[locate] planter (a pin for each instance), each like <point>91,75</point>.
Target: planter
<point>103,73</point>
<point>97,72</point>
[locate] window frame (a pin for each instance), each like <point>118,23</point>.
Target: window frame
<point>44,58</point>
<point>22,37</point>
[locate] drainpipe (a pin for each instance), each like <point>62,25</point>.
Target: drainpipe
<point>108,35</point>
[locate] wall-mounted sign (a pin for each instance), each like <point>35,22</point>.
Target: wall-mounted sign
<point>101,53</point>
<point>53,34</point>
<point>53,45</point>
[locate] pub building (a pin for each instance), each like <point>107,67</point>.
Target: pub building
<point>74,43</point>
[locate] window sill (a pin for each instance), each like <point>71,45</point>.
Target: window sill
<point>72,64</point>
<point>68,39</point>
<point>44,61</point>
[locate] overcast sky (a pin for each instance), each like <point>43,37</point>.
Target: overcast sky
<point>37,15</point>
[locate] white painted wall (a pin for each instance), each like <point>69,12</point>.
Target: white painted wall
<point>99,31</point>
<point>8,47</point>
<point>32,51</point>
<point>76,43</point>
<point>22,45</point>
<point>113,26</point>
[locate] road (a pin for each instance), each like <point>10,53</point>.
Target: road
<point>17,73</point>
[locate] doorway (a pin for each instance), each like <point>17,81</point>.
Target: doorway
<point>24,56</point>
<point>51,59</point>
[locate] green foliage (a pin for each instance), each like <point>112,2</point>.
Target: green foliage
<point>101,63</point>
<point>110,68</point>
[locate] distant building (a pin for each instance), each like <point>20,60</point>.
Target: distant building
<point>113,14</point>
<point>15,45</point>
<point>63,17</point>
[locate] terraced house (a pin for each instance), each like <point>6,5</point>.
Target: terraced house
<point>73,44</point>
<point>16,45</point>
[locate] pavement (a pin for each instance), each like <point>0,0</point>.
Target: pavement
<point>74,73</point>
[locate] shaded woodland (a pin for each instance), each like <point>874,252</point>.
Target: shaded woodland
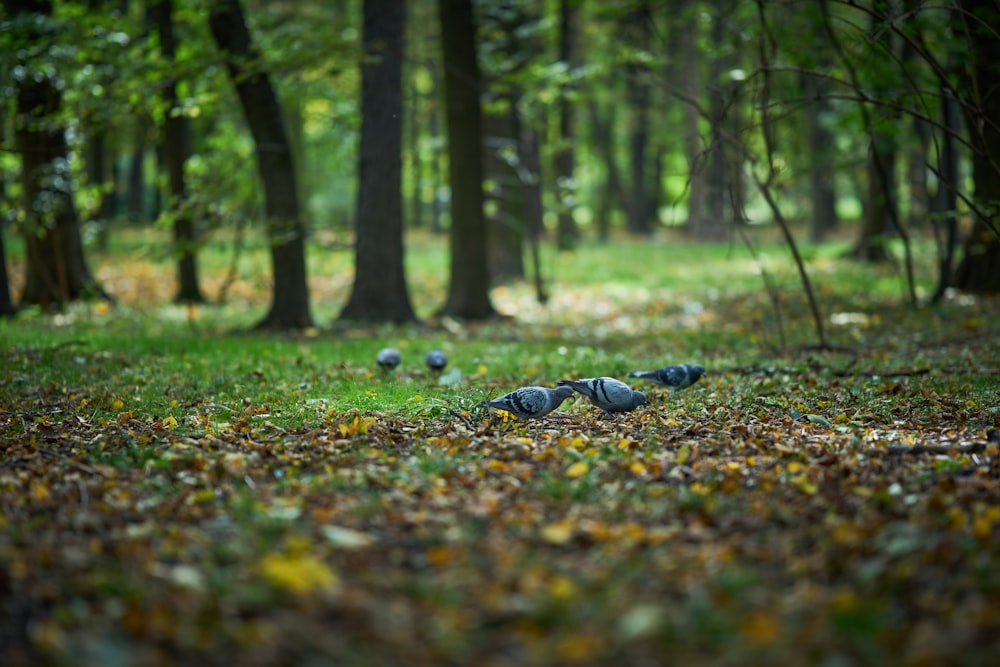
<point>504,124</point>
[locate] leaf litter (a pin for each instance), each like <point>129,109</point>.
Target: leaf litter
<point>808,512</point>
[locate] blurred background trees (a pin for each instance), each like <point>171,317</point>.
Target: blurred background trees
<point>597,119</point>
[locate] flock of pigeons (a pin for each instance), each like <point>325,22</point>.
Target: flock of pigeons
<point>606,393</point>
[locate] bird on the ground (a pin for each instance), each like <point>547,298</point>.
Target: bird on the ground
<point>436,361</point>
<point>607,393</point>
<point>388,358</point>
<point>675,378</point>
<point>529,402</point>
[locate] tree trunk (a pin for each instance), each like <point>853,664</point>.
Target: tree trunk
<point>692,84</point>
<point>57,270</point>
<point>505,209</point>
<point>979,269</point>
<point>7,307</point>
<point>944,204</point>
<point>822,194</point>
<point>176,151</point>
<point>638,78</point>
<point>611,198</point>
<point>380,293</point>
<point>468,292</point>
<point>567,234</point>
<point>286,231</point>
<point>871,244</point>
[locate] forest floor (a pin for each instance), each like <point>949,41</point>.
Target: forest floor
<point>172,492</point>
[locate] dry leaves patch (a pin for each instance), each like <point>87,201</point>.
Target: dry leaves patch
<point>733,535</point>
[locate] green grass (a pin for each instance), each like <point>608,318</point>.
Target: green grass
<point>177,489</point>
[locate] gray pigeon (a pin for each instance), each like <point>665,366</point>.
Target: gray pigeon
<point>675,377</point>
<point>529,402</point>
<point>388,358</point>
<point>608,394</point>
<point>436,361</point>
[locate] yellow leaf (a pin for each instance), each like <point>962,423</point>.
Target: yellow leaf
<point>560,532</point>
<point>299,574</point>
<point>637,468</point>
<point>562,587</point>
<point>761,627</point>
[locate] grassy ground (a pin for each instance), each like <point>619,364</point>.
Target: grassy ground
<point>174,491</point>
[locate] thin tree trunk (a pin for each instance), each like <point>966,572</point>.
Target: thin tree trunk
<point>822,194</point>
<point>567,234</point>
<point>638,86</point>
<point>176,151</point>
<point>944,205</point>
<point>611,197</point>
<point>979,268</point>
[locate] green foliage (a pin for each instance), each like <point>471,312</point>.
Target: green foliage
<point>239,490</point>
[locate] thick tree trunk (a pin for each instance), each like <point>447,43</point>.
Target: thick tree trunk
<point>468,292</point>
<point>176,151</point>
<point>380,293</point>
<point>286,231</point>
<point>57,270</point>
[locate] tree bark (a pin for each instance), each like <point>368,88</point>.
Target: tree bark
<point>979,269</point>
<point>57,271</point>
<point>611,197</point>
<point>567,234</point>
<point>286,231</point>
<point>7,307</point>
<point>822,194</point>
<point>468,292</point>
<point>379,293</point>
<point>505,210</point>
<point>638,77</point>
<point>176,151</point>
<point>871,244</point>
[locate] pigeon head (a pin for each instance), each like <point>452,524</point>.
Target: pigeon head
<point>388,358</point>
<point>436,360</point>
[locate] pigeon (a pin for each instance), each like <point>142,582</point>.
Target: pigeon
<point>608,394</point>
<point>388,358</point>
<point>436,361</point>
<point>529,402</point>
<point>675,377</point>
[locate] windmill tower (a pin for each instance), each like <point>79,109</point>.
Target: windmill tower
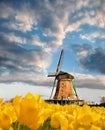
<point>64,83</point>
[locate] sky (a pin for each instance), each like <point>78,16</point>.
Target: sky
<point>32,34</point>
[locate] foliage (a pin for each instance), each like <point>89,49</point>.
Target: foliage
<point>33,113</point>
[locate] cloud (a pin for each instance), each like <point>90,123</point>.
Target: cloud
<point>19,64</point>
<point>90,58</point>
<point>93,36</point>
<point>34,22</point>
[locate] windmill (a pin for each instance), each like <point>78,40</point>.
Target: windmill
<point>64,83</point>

- - -

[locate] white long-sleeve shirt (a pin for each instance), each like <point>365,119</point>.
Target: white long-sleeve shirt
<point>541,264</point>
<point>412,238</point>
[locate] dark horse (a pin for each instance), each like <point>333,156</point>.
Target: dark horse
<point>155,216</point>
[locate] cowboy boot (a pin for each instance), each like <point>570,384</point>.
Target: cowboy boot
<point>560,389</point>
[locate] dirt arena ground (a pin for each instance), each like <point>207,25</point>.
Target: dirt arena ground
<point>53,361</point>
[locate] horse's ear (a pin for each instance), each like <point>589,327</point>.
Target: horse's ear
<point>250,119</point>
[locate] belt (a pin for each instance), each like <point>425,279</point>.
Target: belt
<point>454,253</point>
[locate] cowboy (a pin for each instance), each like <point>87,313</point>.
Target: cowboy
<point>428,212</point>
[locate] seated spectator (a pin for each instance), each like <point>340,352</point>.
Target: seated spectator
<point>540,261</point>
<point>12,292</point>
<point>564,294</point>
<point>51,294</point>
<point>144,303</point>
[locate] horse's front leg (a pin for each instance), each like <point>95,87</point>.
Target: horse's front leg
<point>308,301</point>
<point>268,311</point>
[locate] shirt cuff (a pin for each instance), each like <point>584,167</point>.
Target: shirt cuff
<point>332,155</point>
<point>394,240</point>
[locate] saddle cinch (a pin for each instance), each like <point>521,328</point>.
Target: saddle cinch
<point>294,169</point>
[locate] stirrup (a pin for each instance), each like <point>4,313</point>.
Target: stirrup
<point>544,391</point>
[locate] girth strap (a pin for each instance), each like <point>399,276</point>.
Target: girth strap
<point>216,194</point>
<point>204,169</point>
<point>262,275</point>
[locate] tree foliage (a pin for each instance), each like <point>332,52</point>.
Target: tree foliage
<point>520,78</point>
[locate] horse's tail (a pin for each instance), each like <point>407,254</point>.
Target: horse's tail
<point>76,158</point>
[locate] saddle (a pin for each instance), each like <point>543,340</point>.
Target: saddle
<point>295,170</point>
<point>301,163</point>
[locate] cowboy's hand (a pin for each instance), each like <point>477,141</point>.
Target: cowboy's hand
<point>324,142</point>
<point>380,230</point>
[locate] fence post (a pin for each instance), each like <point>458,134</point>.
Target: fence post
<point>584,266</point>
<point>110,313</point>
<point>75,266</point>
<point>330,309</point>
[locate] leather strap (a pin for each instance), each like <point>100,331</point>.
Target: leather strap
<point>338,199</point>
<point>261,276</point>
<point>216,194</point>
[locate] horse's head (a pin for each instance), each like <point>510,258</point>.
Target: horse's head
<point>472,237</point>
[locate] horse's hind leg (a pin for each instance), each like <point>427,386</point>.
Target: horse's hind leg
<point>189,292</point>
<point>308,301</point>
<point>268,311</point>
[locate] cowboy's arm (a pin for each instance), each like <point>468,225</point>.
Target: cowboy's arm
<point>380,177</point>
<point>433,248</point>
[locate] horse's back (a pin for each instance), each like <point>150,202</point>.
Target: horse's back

- - -

**EXERCISE PROMPT:** Give back exactly the lines above that run from the one with "each like <point>112,2</point>." to the one with "[locate] bird on", including both, with the pictures left out.

**ANSWER SPACE:**
[locate] green foliage (a pin for each instance), each like <point>112,2</point>.
Target: green foliage
<point>101,63</point>
<point>110,68</point>
[locate] distant building (a pin for each instance), each like <point>20,60</point>.
Target: distant building
<point>113,14</point>
<point>15,45</point>
<point>63,17</point>
[locate] terraced house (a pin for each instance), each like <point>6,5</point>.
Target: terraced house
<point>73,44</point>
<point>16,45</point>
[locate] pavement (a pin for each instance), each like <point>0,0</point>.
Target: pavement
<point>74,73</point>
[locate] shaded woodland (a pin for each instance), each like <point>874,252</point>.
Target: shaded woodland
<point>504,124</point>
[locate] leaf litter (a pin for each instance), each like <point>129,109</point>.
Target: leaf litter
<point>808,512</point>
[locate] blurred background trees (a pin for each instance), each like <point>171,317</point>.
Target: blurred background trees
<point>597,119</point>
[locate] flock of pigeons (a pin for each instance), each like <point>325,22</point>.
Target: flock of pigeons
<point>606,393</point>
[locate] bird on the ground (a pin for each instance), each like <point>547,298</point>.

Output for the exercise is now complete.